SUPPLIED TEXT:
________________________

# Looking for a weight-gain RP partner



## Professor Wormwood (Apr 22, 2021)

Good day to all. I am looking for a long-term RP partner with interests in weight gain for here or Discord, preferably the latter, though I am flexible. I tend to specialize in Pokémon as the base of my RPs, but I am willing to negotiate on the terms, I have many different scenarios and characters available for choice, and am willing to discuss further details in private. I am in EST as a reference for timely responses, and enjoy injecting a bit of romance into my RPs if partners are willing to accept that. My Discord handle, if interested, is Professor Wormwood#7882; feel free to contact me here or through there, and I'll be happy to have a discussion on what we can do for our RPs.


----------



## 47467red (Apr 30, 2021)

Hello! I'm interested if this is still open. I'm 47467red#4789 on discord. (I cannot figure out the DM system in mobile rn, I'm GMT+1 time zone)

________________________

PROVIDED DATA:
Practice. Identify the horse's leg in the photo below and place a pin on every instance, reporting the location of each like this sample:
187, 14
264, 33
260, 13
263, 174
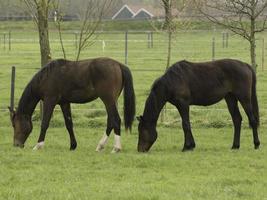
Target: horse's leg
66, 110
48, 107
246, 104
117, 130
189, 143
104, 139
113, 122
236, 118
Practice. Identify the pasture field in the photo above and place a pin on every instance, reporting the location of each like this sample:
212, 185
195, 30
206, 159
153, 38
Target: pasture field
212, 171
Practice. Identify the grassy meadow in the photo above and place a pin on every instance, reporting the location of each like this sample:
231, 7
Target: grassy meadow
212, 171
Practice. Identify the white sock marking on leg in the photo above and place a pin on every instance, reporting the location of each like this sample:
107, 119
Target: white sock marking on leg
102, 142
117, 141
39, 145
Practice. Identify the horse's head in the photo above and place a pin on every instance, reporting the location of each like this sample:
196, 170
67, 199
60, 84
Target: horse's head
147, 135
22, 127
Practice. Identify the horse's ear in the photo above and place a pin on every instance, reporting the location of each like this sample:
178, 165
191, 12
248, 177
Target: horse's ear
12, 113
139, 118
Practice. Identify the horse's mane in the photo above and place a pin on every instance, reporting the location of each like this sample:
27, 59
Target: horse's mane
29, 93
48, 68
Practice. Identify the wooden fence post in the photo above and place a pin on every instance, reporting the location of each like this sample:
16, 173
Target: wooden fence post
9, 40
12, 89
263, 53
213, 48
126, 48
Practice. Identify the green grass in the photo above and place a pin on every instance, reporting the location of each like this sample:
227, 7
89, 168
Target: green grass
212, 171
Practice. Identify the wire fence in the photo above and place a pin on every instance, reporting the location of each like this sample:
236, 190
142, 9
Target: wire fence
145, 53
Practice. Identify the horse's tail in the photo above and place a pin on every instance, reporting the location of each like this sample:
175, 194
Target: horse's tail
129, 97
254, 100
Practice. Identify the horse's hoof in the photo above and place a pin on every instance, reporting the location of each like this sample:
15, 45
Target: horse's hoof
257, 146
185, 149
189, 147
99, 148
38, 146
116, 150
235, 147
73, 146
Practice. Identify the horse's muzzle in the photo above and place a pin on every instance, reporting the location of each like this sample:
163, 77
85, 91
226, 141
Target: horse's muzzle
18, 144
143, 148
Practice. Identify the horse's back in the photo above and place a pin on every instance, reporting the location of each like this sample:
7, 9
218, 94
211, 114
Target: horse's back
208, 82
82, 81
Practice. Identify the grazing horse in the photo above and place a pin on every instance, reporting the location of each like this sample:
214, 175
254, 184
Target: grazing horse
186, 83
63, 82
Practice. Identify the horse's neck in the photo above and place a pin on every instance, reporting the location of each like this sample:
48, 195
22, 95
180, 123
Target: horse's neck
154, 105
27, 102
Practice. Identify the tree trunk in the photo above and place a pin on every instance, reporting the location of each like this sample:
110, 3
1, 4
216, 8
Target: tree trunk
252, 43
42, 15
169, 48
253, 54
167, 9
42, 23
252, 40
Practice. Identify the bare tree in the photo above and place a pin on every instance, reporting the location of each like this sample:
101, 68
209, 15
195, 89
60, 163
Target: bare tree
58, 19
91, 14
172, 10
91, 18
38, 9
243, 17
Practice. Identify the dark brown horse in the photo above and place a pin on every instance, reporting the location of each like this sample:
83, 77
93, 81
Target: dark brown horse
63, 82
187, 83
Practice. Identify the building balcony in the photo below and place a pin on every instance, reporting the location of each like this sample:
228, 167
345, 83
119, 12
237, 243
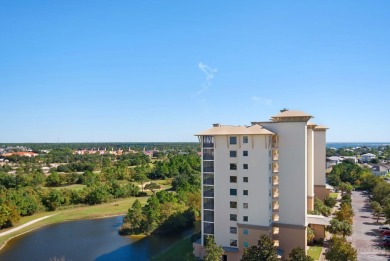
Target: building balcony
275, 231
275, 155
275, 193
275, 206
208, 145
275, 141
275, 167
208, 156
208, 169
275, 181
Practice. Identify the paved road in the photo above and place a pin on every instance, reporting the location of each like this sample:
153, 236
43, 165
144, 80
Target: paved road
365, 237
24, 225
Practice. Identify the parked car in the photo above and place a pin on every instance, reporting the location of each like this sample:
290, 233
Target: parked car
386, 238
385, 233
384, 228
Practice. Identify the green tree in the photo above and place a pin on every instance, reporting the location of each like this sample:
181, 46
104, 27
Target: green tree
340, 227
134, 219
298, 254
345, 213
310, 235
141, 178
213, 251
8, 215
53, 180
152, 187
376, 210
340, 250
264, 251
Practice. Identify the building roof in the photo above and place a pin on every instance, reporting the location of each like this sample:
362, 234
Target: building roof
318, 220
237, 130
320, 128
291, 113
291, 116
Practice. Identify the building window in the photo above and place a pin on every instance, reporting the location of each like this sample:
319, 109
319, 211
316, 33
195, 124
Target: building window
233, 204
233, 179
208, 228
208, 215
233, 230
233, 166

________________________

THE TASKS:
a: Rewrite the paragraph in the roleplay-partner thread that begins "Good day to all." as a bulleted list, keeping its main facts.
b: List every username and Discord handle that appears in the roleplay-partner thread.
c: Carry on the roleplay-partner thread with the next post, following on from its last reply.

FINAL ANSWERS:
a:
- Seeks a long-term RP partner interested in weight gain, either on this site or on Discord. Discord is preferred, but the poster is flexible.
- Usually uses Pokémon as the base for RPs but is willing to negotiate terms.
- Has many scenarios and characters to choose from and will discuss details in private.
- Is in EST, as a reference for response times.
- Enjoys adding some romance if partners accept it.
- Can be contacted here or on Discord as Professor Wormwood#7882.

b:
- Professor Wormwood
- Professor Wormwood#7882
- 47467red
- 47467red#4789

c:
----------



## Professor Wormwood (May 1, 2021)

47467red said:


> Hello! I'm interested if this is still open. I'm 47467red#4789 on discord. (I cannot figure out the DM system in mobile rn, I'm GMT+1 time zone)


Friend Request sent.


----------



## Professor Wormwood (May 1, 2021)

47467red said:


> Hello! I'm interested if this is still open. I'm 47467red#4789 on discord. (I cannot figure out the DM system in mobile rn, I'm GMT+1 time zone)


If it helps, look online and try and join the Bulbagarden server on Discord. You can fine me there easily.


----------



## Professor Wormwood (May 1, 2021)

Professor Wormwood said:


> If it helps, look online and try and join the Bulbagarden server on Discord. You can fine me there easily.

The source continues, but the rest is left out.